━━━ TEXTE FOURNI ━━━
Dans les institutions, pendant bien longtemps, tout le monde connaissait les besoins des résident-e-s mais personne n’en parlait, relèvent plusieurs intervenant-e-s. Un ancien directeur d’institution raconte: «Autrefois, les institutions ne pouvaient pas se permettre qu’il y ait sexualité, cela aurait provoqué un scandale. On utilisait même, par exemple, des moyens de contention pour empêcher les personnes de se masturber.» Pourtant, «les demandes affectives et sexuelles des personnes avec handicap mental ne sont pas différentes de celles du reste de la population.»
━━━ DONNÉES FOURNIES ━━━
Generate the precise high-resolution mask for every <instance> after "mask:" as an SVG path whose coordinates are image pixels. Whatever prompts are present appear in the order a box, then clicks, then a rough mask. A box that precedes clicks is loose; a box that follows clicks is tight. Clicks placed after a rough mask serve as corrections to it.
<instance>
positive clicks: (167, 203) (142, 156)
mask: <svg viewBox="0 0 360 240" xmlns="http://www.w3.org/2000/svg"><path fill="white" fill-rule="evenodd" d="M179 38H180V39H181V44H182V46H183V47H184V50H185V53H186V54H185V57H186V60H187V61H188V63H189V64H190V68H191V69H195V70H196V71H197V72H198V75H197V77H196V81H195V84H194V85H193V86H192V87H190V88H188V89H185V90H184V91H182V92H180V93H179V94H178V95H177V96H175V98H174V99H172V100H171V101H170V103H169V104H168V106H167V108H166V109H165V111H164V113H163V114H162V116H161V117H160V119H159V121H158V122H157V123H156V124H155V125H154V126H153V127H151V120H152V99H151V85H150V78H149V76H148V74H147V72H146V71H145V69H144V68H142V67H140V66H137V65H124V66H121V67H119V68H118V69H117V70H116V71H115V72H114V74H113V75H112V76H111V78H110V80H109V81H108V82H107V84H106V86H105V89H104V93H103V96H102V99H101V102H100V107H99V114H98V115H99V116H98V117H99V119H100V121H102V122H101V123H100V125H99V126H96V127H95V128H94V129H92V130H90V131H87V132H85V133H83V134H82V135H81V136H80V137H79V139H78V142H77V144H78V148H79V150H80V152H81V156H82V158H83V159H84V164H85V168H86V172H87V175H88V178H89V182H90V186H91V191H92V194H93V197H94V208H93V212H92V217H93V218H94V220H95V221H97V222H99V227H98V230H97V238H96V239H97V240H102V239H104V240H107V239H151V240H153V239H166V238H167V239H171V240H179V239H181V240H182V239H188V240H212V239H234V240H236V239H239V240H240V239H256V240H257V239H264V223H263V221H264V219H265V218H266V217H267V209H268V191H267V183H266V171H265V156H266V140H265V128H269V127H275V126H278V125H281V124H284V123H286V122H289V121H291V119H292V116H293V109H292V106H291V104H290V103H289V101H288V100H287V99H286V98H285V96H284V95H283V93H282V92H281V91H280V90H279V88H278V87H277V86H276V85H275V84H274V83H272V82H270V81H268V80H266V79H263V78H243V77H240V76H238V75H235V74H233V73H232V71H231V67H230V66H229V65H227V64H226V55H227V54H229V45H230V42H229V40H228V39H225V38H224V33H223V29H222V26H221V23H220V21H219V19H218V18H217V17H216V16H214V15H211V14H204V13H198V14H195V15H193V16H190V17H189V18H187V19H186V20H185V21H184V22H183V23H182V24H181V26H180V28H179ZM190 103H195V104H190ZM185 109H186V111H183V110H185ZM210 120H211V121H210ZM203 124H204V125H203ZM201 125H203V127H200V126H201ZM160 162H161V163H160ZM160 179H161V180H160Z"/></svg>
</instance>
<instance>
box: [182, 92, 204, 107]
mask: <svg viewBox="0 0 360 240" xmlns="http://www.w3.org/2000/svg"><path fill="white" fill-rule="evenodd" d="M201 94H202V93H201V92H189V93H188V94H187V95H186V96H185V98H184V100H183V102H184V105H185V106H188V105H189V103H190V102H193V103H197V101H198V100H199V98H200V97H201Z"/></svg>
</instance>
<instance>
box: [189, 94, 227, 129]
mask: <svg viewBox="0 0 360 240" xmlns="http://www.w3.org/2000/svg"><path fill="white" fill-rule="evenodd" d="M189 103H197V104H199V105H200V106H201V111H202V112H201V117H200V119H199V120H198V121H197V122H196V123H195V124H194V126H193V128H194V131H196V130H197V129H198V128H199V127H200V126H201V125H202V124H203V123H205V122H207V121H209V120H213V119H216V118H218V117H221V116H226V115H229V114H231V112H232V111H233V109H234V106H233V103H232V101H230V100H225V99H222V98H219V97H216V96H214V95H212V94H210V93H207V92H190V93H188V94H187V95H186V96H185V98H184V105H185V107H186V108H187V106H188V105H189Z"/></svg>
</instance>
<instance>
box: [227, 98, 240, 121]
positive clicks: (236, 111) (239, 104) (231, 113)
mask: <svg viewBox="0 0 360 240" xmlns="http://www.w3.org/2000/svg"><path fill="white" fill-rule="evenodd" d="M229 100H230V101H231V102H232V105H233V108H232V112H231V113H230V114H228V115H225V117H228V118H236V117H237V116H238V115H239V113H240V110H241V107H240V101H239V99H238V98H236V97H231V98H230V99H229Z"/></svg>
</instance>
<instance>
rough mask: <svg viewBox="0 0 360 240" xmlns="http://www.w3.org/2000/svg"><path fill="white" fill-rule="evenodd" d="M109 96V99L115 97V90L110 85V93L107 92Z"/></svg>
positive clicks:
━━━
■ CONSIGNE DE L'EXERCICE ■
Expliquez en une à trois phrases pourquoi, selon l'ancien directeur cité dans le texte fourni, les institutions ne pouvaient autrefois pas admettre la sexualité des résident-e-s. Les lignes n'ont aucun rôle dans cet exercice.

■ CORRIGÉ ■
D'après l'ancien directeur d'institution, la sexualité dans les institutions aurait provoqué un scandale. C'est pour cette raison qu'on utilisait même des moyens de contention pour empêcher les personnes de se masturber.